ARTICLE →
- - - -

On pouvait craindre qu’en présence de la baisse, les anciens préjugés contre la libre importation des denrées alimentaires ne se réveillassent, et que les producteurs ne se crussent intéressés à s’abriter de nouveau sous la protection apparente de l’échelle mobile. Ce retour de l’opinion eût été d’autant plus excusable que la baisse a été due en partie à son origine à un surcroît d’importation ; le commerce était lancé à fond de train dans cette voie et n’a pas pu s’arrêter à temps. Malgré cette circonstance fâcheuse, aucune voix ne s’est élevée dans ce sens. On a été unanime pour réclamer la liberté d’exportation et de distillation ; personne n’a protesté contre la liberté d’importation. Ce fait, des plus remarquables, semble indiquer que les agriculteurs français commencent à avoir le sentiment de leurs véritables intérêts, et qu’ils ne cherchent plus dans des combinaisons de douane ce qui ne saurait s’y trouver. Un seul point a fait exception ; les producteurs d’alcool ont réclamé contre la réduction du droit sur les alcools étrangers, et le gouvernement a accueilli leur demande. Le droit était primitivement de 50 francs par hectolitre, il avait été réduit à 15, il a été reporté à 25. La question de principe est ici hors de cause ; ce n’est pas un droit de 10 francs de plus ou de moins qui changera beaucoup les conditions du marché. La vraie règle à suivre, c’est la considération fiscale, et le meilleur droit celui qui rapporte le plus au trésor.

- - - -

ÉNONCÉ DU PROBLÈME → Condensez en quelques phrases le paragraphe de l'article qui commence par « On pouvait craindre qu'en présence de la baisse » sans perdre ses faits principaux.

- - - -

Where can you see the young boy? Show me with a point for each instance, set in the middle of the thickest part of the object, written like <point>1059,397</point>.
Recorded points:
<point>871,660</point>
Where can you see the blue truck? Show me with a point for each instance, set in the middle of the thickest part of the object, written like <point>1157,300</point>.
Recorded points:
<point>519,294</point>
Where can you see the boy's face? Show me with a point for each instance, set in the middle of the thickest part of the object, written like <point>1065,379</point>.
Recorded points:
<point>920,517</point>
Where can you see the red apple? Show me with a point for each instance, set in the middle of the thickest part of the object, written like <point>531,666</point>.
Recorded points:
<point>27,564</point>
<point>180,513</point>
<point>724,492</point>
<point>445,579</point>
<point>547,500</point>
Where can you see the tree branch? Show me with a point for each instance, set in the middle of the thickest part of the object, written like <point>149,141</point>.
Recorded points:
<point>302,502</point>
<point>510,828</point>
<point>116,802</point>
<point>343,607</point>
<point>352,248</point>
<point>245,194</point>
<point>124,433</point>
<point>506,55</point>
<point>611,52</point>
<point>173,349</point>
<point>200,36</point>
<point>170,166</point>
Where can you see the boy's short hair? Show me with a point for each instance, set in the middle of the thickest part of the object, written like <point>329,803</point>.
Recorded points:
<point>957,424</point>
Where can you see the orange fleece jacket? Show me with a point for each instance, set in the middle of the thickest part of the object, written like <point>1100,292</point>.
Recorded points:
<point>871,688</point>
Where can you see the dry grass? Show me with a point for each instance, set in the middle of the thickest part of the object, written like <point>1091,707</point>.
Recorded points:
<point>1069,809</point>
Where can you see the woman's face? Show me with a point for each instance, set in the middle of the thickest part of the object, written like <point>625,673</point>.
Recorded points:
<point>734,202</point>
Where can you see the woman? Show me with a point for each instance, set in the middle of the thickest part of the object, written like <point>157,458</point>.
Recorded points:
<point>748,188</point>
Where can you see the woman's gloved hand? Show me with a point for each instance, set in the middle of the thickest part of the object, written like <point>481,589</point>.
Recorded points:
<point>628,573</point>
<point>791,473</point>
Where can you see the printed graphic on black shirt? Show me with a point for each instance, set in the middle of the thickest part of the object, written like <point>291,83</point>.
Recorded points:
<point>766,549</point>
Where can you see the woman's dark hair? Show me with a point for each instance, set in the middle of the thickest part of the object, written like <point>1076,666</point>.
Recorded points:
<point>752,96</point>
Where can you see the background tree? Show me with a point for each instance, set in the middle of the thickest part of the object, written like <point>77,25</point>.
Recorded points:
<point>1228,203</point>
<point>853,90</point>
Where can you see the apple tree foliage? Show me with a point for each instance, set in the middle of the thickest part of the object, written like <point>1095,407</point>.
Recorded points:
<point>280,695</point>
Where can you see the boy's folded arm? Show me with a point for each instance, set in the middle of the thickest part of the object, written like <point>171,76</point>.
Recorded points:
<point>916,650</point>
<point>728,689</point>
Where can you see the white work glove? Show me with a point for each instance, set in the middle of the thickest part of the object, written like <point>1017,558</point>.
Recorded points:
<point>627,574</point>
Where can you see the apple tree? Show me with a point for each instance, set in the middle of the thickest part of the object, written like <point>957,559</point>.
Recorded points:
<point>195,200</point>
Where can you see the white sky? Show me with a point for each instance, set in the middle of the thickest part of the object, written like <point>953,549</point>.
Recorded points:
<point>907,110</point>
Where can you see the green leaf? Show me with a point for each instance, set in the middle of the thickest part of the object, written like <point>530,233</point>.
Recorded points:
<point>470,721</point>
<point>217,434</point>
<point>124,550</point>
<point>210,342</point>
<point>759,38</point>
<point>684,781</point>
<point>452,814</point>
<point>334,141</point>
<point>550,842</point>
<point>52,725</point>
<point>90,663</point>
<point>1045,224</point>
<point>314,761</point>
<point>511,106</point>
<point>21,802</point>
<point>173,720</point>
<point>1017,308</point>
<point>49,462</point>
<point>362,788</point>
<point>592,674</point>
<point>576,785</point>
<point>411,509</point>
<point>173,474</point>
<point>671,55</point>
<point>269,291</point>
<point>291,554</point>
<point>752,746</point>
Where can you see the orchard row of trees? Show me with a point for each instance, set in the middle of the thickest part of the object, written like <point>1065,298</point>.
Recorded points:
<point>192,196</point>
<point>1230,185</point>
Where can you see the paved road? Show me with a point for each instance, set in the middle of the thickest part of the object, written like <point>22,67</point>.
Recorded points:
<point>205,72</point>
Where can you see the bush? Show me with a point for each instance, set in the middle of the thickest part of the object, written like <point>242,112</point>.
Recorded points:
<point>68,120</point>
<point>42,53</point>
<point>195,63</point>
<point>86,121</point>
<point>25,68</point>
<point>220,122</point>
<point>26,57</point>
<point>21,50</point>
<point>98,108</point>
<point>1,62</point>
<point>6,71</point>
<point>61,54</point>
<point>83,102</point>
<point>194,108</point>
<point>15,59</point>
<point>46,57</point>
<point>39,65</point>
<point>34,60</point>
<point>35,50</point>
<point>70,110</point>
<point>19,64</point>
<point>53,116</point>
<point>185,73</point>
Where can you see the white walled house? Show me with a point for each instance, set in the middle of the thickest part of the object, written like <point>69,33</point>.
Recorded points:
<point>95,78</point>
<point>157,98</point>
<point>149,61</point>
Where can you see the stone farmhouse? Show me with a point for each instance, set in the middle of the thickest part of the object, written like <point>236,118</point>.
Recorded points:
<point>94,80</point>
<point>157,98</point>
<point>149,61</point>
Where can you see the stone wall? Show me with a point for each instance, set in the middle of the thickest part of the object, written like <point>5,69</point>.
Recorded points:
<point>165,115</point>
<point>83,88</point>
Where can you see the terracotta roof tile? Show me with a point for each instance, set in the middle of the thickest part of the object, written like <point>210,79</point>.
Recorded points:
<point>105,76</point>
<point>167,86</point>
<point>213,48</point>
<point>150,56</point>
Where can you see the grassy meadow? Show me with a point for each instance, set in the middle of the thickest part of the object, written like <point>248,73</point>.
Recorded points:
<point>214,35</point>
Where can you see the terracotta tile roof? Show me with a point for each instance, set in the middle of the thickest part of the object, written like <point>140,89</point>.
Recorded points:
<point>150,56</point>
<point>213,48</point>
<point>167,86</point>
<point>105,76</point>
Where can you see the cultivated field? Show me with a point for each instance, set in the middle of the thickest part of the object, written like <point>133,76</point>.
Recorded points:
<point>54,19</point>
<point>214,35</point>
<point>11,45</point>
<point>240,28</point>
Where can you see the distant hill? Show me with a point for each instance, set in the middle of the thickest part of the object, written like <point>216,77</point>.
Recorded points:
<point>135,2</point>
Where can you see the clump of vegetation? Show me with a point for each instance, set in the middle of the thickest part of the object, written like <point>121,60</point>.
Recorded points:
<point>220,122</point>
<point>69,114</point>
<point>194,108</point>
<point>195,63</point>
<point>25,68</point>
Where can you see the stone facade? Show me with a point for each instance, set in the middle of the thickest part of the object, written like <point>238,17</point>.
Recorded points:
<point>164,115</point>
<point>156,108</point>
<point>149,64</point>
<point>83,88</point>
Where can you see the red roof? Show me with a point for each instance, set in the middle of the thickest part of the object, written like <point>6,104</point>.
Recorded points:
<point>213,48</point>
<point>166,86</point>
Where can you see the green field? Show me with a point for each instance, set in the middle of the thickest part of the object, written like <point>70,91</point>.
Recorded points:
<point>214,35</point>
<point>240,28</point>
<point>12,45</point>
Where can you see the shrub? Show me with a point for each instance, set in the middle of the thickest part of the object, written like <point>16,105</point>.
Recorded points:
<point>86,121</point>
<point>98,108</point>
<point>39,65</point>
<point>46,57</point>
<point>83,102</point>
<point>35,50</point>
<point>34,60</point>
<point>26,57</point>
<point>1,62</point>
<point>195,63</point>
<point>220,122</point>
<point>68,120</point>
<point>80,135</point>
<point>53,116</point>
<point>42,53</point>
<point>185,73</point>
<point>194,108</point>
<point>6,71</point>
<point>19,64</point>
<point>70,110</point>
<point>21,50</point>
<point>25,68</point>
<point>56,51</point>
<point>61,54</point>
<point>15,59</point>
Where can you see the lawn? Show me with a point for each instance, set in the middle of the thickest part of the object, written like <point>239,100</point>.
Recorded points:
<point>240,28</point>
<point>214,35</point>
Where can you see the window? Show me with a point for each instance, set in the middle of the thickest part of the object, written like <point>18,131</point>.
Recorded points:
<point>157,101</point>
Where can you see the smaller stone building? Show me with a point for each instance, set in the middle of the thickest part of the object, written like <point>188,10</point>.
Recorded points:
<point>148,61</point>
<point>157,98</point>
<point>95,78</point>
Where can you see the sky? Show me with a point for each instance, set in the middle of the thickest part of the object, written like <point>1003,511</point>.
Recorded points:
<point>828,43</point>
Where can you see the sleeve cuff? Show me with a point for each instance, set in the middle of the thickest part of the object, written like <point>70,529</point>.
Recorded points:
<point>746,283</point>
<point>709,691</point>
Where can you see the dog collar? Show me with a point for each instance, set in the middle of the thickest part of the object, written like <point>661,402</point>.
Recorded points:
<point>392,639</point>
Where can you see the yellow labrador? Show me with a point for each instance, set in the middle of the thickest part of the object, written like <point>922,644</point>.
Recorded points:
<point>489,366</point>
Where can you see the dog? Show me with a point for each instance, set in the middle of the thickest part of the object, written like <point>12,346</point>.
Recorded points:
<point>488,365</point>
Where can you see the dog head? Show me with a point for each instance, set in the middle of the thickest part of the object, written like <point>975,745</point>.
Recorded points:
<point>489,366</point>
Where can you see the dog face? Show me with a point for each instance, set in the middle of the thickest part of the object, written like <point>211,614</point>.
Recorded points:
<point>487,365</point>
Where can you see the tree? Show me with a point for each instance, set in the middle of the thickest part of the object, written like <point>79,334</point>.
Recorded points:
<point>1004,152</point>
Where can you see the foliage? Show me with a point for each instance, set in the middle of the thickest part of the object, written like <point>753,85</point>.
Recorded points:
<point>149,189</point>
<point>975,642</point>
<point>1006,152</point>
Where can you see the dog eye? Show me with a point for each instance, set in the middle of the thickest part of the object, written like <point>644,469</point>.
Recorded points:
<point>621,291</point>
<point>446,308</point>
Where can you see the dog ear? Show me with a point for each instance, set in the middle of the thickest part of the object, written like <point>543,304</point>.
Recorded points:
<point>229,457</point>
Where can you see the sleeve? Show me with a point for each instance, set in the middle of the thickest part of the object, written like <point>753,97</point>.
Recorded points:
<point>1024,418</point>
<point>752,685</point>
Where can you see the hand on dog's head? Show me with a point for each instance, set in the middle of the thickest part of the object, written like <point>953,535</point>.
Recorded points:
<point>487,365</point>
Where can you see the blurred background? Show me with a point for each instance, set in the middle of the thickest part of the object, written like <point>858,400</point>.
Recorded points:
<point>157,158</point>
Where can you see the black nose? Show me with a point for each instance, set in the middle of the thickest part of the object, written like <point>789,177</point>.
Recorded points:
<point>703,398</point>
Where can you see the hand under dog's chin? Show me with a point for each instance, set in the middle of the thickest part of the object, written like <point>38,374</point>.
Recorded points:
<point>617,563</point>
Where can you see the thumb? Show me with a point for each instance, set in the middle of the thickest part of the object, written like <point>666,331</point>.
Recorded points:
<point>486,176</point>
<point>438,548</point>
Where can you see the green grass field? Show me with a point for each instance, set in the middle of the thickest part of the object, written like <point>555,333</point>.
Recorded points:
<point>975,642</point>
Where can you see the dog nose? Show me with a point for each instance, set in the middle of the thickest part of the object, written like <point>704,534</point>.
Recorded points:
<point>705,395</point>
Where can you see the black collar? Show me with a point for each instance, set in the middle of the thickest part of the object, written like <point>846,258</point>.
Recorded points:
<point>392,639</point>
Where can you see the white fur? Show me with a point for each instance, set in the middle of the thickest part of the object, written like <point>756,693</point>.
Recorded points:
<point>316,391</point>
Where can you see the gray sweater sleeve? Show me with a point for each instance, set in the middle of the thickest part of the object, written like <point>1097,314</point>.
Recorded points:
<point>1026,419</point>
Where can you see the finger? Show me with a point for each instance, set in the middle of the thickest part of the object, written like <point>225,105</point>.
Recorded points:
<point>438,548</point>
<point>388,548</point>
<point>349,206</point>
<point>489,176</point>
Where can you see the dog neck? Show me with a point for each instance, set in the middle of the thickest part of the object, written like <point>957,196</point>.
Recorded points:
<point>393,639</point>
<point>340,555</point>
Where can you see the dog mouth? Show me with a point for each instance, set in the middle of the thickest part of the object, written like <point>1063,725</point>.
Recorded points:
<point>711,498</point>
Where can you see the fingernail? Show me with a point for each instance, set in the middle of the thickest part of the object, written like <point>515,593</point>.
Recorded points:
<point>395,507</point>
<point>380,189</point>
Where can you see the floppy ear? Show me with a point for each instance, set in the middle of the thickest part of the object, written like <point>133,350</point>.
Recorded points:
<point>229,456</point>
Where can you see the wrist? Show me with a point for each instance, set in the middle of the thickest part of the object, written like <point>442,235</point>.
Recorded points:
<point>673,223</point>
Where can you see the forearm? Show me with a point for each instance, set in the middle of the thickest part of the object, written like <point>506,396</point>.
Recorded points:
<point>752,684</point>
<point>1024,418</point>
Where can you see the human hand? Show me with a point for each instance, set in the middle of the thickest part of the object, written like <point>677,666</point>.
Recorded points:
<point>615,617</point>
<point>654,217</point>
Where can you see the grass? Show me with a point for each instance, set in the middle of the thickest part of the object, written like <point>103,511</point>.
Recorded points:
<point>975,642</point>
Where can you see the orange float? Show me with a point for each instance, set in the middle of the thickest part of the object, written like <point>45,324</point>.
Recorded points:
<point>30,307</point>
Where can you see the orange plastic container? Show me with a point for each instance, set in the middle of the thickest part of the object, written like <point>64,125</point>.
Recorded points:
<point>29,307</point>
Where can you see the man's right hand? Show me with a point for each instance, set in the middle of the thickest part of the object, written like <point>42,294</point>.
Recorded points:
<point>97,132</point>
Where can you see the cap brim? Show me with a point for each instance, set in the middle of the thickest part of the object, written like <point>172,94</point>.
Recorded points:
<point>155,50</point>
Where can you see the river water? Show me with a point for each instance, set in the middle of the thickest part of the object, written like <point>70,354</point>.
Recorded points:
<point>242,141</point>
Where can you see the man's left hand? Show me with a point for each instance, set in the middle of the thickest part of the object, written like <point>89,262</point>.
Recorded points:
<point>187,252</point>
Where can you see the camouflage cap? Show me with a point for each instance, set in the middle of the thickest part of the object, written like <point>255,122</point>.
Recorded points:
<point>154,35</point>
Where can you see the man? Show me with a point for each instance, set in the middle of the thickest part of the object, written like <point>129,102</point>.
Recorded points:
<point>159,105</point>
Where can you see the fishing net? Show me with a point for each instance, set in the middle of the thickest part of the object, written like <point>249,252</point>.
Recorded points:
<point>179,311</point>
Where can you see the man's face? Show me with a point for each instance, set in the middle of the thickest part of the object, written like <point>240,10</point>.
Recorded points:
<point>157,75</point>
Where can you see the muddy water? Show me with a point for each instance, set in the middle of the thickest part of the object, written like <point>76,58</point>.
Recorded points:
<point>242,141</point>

- - - -

RÉPONSE RÉDIGÉE → On pouvait craindre qu'avec la baisse, due en partie à un surcroît d'importation, les producteurs ne réclament de nouveau la protection de l'échelle mobile. Il n'en a rien été. Tous ont demandé la liberté d'exportation et de distillation, et personne n'a protesté contre la liberté d'importation, signe que les agriculteurs français commencent à comprendre leurs véritables intérêts. Les producteurs d'alcool font seuls exception. Ils ont obtenu du gouvernement que le droit sur les alcools étrangers, ramené de 50 à 15 francs par hectolitre, soit reporté à 25 francs. Cet écart de 10 francs change peu les conditions du marché. La vraie règle reste fiscale : le meilleur droit est celui qui rapporte le plus au trésor.